### TASK REQUIREMENTS
1. In the review of 88 Minutes, rewrite the part that opens with the words containing "Scoot ahead to" and closes with "threat comes in.", switching "secretary" to "assistant".
2. According to the review of 88 Minutes, what is Dr. Jack Gramm's profession?

Here's another commonality: Both films are funny -- but only one is meant to be.

88 Minutes opens grimly enough, with some torture porn. It's 1997, and Seattle is threatened by a serial killer with some distinctive techniques: suspending the victims using ropes and carbiners (that's so Northwest outdoorsy!). A man named Jon Forster (Neal McDonough) is convicted, largely on the testimony of Dr. Jack Gramm, a forensic psychologist.

Scoot ahead to present day: Forster's headed for the gallows, and Dr. Gramm (Al Pacino) is settling in for his regular action-packed day of recovering from a babe-and-booze-soaked evening, haranguing federal agents, sparring with his secretary and wowing dewy college kids with his brilliance. 

Thus, it's a sour note when he gets a call from a mystery voice telling him he's got 88 minutes to live. To his credit, Gramm keeps teaching; he doesn't break up the class until the bomb threat comes in.

Nor does the arrogant genius even break a sweat about his impending death until virtually every thriller-movie cliché has been employed against him: near-miss in parking garage, a mugging, a broken cell phone, hit-and-run by masked biker, last night's date turning up dead, apartment set on fire, car blown up, and so on and so on. (Jump through any number of plot holes to safety, I silently urged Gramm, but to no avail.)

### MATERIAL
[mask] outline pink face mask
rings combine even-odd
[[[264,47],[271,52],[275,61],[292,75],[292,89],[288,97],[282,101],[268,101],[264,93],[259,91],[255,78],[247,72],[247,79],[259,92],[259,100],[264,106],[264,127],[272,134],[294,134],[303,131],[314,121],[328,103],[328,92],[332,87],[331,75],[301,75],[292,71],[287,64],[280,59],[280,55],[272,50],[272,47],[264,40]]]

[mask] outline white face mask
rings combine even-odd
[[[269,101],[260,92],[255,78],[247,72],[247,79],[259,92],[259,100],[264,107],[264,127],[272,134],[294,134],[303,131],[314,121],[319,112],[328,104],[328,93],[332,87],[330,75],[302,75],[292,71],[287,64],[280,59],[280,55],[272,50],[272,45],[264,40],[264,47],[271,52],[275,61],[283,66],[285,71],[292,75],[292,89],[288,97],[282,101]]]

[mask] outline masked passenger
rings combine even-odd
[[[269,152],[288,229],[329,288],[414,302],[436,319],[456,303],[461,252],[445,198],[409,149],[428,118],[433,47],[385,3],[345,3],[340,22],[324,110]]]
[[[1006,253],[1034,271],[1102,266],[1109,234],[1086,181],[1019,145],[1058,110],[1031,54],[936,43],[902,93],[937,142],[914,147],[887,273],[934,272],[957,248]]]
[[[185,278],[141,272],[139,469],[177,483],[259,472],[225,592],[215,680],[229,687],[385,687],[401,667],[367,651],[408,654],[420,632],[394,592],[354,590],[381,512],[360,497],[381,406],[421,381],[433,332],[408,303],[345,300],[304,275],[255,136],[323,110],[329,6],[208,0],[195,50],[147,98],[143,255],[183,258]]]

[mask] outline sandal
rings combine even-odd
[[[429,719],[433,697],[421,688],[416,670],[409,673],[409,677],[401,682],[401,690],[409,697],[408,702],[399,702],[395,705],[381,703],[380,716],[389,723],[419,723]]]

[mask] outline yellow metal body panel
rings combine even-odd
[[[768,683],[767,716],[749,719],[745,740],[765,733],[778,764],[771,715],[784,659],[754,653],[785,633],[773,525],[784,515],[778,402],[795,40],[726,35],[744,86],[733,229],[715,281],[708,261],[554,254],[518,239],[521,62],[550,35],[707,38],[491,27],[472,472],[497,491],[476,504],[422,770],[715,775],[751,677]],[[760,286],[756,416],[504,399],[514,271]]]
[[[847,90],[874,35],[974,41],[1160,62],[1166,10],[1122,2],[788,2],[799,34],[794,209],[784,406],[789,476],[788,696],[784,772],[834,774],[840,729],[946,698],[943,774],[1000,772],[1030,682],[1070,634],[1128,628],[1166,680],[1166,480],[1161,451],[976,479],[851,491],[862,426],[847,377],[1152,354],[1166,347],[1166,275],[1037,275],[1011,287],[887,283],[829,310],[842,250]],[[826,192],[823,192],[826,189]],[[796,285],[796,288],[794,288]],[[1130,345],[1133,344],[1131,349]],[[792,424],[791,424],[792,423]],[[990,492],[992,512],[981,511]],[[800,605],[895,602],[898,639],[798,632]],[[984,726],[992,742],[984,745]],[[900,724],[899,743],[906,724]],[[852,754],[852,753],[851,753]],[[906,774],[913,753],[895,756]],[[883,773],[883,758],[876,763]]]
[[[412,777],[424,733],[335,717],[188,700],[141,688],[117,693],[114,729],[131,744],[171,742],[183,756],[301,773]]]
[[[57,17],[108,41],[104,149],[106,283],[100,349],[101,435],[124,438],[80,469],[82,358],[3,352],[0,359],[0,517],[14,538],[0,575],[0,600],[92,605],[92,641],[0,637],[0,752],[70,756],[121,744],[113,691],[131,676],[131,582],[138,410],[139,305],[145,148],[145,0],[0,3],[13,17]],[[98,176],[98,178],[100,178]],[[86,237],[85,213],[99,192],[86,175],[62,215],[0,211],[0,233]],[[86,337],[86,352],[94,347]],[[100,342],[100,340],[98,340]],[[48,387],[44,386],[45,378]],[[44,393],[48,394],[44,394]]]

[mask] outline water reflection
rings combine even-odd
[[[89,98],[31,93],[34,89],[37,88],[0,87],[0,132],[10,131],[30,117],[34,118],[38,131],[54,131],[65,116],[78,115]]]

### RESPONSES TO THE EXERCISE
1.
Scoot ahead to present day: Forster's headed for the gallows, and Dr. Gramm (Al Pacino) is settling in for his regular action-packed day of recovering from a babe-and-booze-soaked evening, haranguing federal agents, sparring with his assistant and wowing dewy college kids with his brilliance. 

Thus, it's a sour note when he gets a call from a mystery voice telling him he's got 88 minutes to live. To his credit, Gramm keeps teaching; he doesn't break up the class until the bomb threat comes in.

2. He is a forensic psychologist.